* _Work instructions_
Your task is to copy the data exactly while leaving out every picture.
Information provided START
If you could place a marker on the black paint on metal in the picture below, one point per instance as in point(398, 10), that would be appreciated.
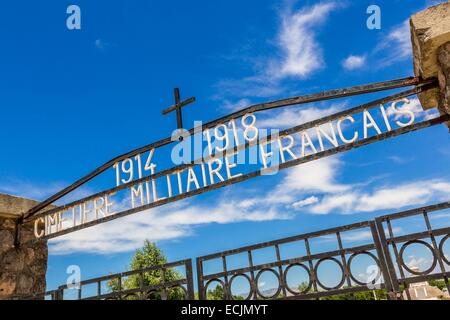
point(326, 95)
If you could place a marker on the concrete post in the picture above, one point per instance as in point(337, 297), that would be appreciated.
point(22, 267)
point(430, 33)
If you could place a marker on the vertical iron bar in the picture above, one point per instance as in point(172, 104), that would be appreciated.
point(280, 269)
point(311, 266)
point(384, 256)
point(227, 289)
point(253, 285)
point(436, 249)
point(201, 289)
point(344, 263)
point(397, 257)
point(178, 110)
point(190, 280)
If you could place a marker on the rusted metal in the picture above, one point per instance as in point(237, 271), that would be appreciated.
point(427, 238)
point(327, 95)
point(177, 107)
point(141, 292)
point(376, 246)
point(280, 267)
point(244, 177)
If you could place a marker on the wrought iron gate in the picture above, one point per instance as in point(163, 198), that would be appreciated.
point(377, 240)
point(394, 280)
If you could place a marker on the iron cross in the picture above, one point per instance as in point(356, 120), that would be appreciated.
Information provided END
* _Finished exercise_
If you could place a marker on the black paint on metal in the picture below, one point per instance as in point(398, 10), that would be appreciated.
point(326, 95)
If you could place a marker on the concrete post in the picture above, one point per instance as in point(337, 297), that would be appreciated.
point(22, 267)
point(430, 33)
If you could place a marker on the vertical iron bar in the picture above, one point per instance as in point(172, 104), that would be appreciated.
point(280, 269)
point(311, 266)
point(384, 256)
point(227, 289)
point(253, 285)
point(436, 249)
point(201, 289)
point(344, 263)
point(397, 257)
point(178, 110)
point(190, 280)
If you could place a marker on the rusted metal in the picture above, one point per instance as in point(237, 271), that would be appreciated.
point(427, 238)
point(327, 95)
point(177, 107)
point(141, 292)
point(376, 246)
point(280, 267)
point(244, 177)
If you could place a marker on the wrought iron gate in the picture above, one point per instance as in point(163, 198), that would be appreciated.
point(377, 240)
point(394, 280)
If you could place a marker on the iron cross in the picture above, one point per instance as in point(356, 120), that would be appreciated.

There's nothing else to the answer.